[Items Listed in a Dataset]
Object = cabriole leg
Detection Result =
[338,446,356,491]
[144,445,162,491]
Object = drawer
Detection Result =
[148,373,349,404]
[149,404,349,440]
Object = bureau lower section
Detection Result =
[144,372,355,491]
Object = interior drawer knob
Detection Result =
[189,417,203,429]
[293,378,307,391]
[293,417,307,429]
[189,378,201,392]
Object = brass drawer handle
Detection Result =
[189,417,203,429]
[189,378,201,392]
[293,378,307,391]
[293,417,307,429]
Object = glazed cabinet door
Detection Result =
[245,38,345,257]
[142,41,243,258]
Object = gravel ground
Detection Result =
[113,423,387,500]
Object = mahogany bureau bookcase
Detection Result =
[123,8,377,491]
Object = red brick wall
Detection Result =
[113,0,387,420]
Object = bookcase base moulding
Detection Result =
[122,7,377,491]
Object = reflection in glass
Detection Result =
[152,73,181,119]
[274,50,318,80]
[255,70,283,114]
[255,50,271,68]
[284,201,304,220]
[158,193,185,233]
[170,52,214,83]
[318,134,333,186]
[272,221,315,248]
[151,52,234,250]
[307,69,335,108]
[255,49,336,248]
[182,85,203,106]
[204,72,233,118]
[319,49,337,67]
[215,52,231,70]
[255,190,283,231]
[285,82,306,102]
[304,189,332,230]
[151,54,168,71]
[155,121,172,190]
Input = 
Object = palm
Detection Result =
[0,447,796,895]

■ **TASK STATEMENT**: Quote the material above word for word, keeping every line as it appears.

■ **TASK SOLUTION**:
Object = cabriole leg
Detection Result =
[338,446,356,491]
[144,445,162,491]
Object = drawer
Detection Result =
[148,373,349,404]
[149,404,349,440]
Object = bureau lower section
Detection Result =
[144,372,355,491]
Object = interior drawer knob
Detection Result =
[189,417,203,429]
[293,378,307,391]
[293,417,307,429]
[189,378,201,392]
Object = brass drawer handle
Detection Result =
[189,417,203,429]
[189,378,201,392]
[293,378,307,391]
[293,417,307,429]
Object = glazed cabinet door
Detection Result =
[245,38,345,257]
[142,41,243,258]
Object = gravel ground
Detection Result =
[113,423,387,500]
Object = mahogany bureau bookcase
Detection Result =
[123,8,377,491]
Object = red brick wall
Detection Result =
[113,0,387,420]
Object = bookcase base moulding
Detection Result =
[122,7,377,491]
Object = reflection in glass
Detection Result =
[152,73,181,119]
[274,50,318,80]
[255,70,283,114]
[255,50,271,68]
[284,201,304,220]
[158,193,185,233]
[170,52,214,83]
[318,134,333,186]
[272,221,315,248]
[151,52,234,250]
[307,69,335,108]
[255,49,336,248]
[182,85,203,106]
[204,72,233,118]
[319,49,337,67]
[215,52,231,70]
[255,190,283,231]
[285,82,306,102]
[304,189,332,230]
[151,54,168,71]
[155,121,172,190]
Input = 
Object = palm
Detection Result =
[0,447,796,895]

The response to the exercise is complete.